**SELECTED TEXT**

Test files can also be manually created. Simply send a sample file through the transformation connector (EDI Connectors should be explicitly configured as ‘EDI-to-XML’ mode) to generate an XML output file. Download that output file and upload it again as the Source or Destination File in an XML Map Connector.
Template Files from Database Connectors
Database Connectors like the SQL Server Connector, MySQL Connector, and CData Connector automatically generate XML representations of their Input and Output mappings. Similar to EDI and CSV Connectors, after an Input/Output Mapping is saved in a Database Connector, any connected XML Map Connectors can automatically detect these XML structures.
To use a database Input/Output Mapping as a Source/Destination File, simply follow these steps:
- In the Database Connector, establish a working connection to the database
- Create an Input or Output mapping and save changes (please see the documentation for the specific database connector for details)
- Connect an XML Map Connector to the Database Connector in the Flow, and save the Flow changes (the blue save icon in the bottom right)
- Find the Input or Output mapping as a Source or Destination File in the XML Map Connector settings
XML Map connectors are typically in-between two other connectors in an Arc flow. It is usually best to generate template files with the two connectors surrounding an XML Map connector in the flow. For example, the following flow has an XML Map connector mapping X12 files to a database insert:
In this example, the X12 connector and the SQL Server connector should be used to generate the XML template files for the XMLMap connector in-between them. More details on generating a template file from an X12 connector or SQL Server connector can be found in the subsections above.
Using the Designer
Once a template file has been set in both Source File and Destination File, the visual designer will populate with the complete document model for both the source and destination XML. These model can be traversed as an XML tree.
Parent and Leaf Nodes
The XML tree in the visual designer has two types of nodes: Parent nodes (nodes with children but no value) and Leaf nodes (nodes with a value but no children). Parent nodes in the source can be dragged onto Parent nodes in the destination, and Leaf nodes in the source can be dragged onto Leaf nodes in the destination.
Dragging a source Parent onto a destination Parent will establish a Foreach relationship between the source and destination nodes: each occurrence of the source element will produce a corresponding destination element (including all of the destination element’s children). Once a Foreach relationship is established, a green xpath will appear in the destination; elements at this path in input XML will result in a new instance of the output node (and its children). In a more technical sense, a Foreach relationship instructs the connector to loop over a given xpath in the source and produce the mapped destination structure for each element it finds. The green xpath in the destination tree view is the xpath over which the connector will loop.

**ITEMS**
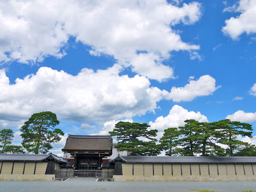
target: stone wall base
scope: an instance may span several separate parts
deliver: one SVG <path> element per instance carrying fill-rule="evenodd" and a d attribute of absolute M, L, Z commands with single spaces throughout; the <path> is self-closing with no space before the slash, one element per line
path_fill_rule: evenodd
<path fill-rule="evenodd" d="M 54 175 L 0 174 L 0 181 L 52 181 L 55 180 Z"/>
<path fill-rule="evenodd" d="M 114 181 L 208 181 L 208 176 L 113 175 Z M 212 181 L 256 181 L 256 175 L 212 175 Z"/>

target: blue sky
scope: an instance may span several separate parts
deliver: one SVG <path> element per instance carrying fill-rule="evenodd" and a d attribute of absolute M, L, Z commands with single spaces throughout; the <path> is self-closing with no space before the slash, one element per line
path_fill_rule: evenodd
<path fill-rule="evenodd" d="M 158 138 L 187 119 L 255 129 L 256 1 L 153 1 L 1 3 L 0 129 L 18 144 L 23 122 L 51 111 L 66 134 L 56 154 L 67 134 L 120 120 Z"/>

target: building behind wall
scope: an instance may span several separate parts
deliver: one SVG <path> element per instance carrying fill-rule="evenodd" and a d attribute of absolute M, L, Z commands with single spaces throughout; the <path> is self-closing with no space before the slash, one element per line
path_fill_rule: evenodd
<path fill-rule="evenodd" d="M 112 154 L 112 144 L 110 136 L 69 135 L 62 150 L 74 158 L 74 169 L 100 169 L 102 157 Z"/>
<path fill-rule="evenodd" d="M 122 181 L 256 181 L 256 157 L 119 156 L 113 178 Z"/>
<path fill-rule="evenodd" d="M 54 154 L 0 154 L 0 180 L 52 181 L 67 162 Z"/>

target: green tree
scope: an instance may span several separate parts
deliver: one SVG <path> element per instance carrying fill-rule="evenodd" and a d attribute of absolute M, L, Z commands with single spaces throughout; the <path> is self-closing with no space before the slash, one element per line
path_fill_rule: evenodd
<path fill-rule="evenodd" d="M 234 156 L 256 157 L 256 146 L 254 145 L 241 145 L 237 149 L 237 152 Z"/>
<path fill-rule="evenodd" d="M 182 137 L 180 140 L 181 142 L 180 145 L 183 147 L 180 152 L 182 155 L 193 156 L 195 153 L 199 153 L 199 142 L 198 137 L 199 134 L 198 129 L 199 125 L 198 122 L 194 119 L 187 119 L 185 121 L 184 126 L 179 127 Z"/>
<path fill-rule="evenodd" d="M 131 155 L 156 155 L 160 153 L 155 143 L 157 140 L 154 138 L 157 130 L 149 131 L 148 128 L 150 126 L 146 123 L 120 121 L 109 133 L 111 136 L 116 136 L 118 143 L 115 147 L 121 151 L 131 151 Z M 140 137 L 149 141 L 139 140 Z"/>
<path fill-rule="evenodd" d="M 165 151 L 165 155 L 171 156 L 178 155 L 180 152 L 181 148 L 179 145 L 181 143 L 179 137 L 181 132 L 177 128 L 168 128 L 164 130 L 163 136 L 159 142 L 161 151 Z"/>
<path fill-rule="evenodd" d="M 20 128 L 23 147 L 29 152 L 46 154 L 52 148 L 52 143 L 61 140 L 64 133 L 54 128 L 59 124 L 56 115 L 50 111 L 34 113 Z"/>
<path fill-rule="evenodd" d="M 16 154 L 25 153 L 22 146 L 19 145 L 7 145 L 4 150 L 3 153 L 12 153 Z"/>
<path fill-rule="evenodd" d="M 221 137 L 218 140 L 218 142 L 228 146 L 226 151 L 227 155 L 233 156 L 234 151 L 236 148 L 241 145 L 248 145 L 247 143 L 237 139 L 239 135 L 242 137 L 252 137 L 252 132 L 244 131 L 253 130 L 251 125 L 248 123 L 224 119 L 214 122 L 214 124 L 218 127 L 221 133 Z"/>
<path fill-rule="evenodd" d="M 223 151 L 215 144 L 218 138 L 221 137 L 221 131 L 212 123 L 195 122 L 197 125 L 195 131 L 198 133 L 197 141 L 198 152 L 202 156 L 220 155 Z M 218 155 L 217 155 L 218 154 Z"/>
<path fill-rule="evenodd" d="M 12 144 L 13 131 L 11 129 L 3 129 L 0 131 L 0 147 L 2 148 L 2 153 L 3 153 L 7 145 Z"/>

**DIRECTIONS**
• A. According to the text about XML Map connectors, what appears in the destination once a Foreach relationship is established?
• B. Write the next part of the text about XML Map connectors, picking up after its final sentence.

**FINAL ANSWERS**
• A. A green xpath appears in the destination.

• B.
Dragging a source Leaf onto a destination Leaf will instruct the connector to populate the destination element with the value from the source element. After dragging-and-dropping onto the destination node, the xpath from which values will be read is displayed in the destination tree view.
The xpaths displayed in the destination tree view are either Absolute or Relative. Absolute xpaths begin with a slash (/) and describe the entire xpath in the source, beginning from the root of the document. Relative xpaths do not begin with a slash, and are relative to a Foreach loop set in a parent node. A relative xpath can be relative to multiple Foreach loops (as long as the element has multiple parents that each have a Foreach relationship mapped). To find the absolute xpath for any given relative xpath, simply concatenate each parent’s Foreach xpath, starting from the top of the document, until reaching the current node.
Parent nodes (Foreach loops) should be mapped before Leaf nodes are mapped. Establishing the loop relationships requires an understanding of the source and destination XML structures: whenever a repeated element in the source should result in a repeated element in the destination, those elements should be mapped together in a Foreach relationship.
Within a Foreach loop, Leaf element xpaths are relative to the mapped Foreach xpath.
As a very simple example, consider the following source and destination XML, where a nested XML structure should be converted into a flat XML structure:
<Source> <customer> <name> <first></first> <last></last> </name> <address> <streetLine1></streetLine1> <streetLine2></streetLine2> <city></city> <zip></zip> </address> </customer> </Source>
<Destination> <customerInfo> <firstName></firstName> <lastName></lastName> <addressLine1></addressLine1> <addressLine2></addressLine2> <city></city> <zip></zip> </customerInfo> </Destination>
Each repetition of the customer element in the source should result in a customerInfo element in the destination, so these parent elements should be mapped together to form a Foreach relationship. Then, the mapping for each Leaf element is simple:
Note that the xpaths for the Leaf elements are relative to the xpath in the Parent element (the xpath that defines the Foreach relationship).
Unnecessary Parent Nodes
When establishing a Foreach relationship, only a single instance of the mapped elements needs to exist in the Source and Destination file. In other words, the Foreach relationship takes care of ensuring that the number of output elements matches the number of corresponding input elements.
To make this clear, imagine in the above example that the Source File (i.e. the template for the input XML) had multiple sets of customer element groups. Establishing a single Foreach relationship between customer (Source) and customerInfo (Destination) ensures that the number of customerInfo element groups matches the number of customer element groups, for any input file. Since it only takes one customer element to establish this Foreach relationship, all other customer elements are irrelevant to the mapping and can be ignored (or deleted).
Similarly, if the Destination File in the above example had multiple customerInfo elements, all but one should be deleted. The Foreach relationship between customer and customerInfo would still ensure that the appropriate number of customerInfo element groups appeared in the XML output.
Mapping Multiple Loops
XML Mappings will often require multiple Foreach loop relationships within the same document. The principle for mapping loops remains the same: any repeated Parent elements in the source XML that should generate repeated elements in the destination XML should be mapped as a loop. Outer loops should be mapped before inner loops (in other words, start at the top of the XML structure and work down). All looping relationships should be mapped before any Leaf elements are mapped.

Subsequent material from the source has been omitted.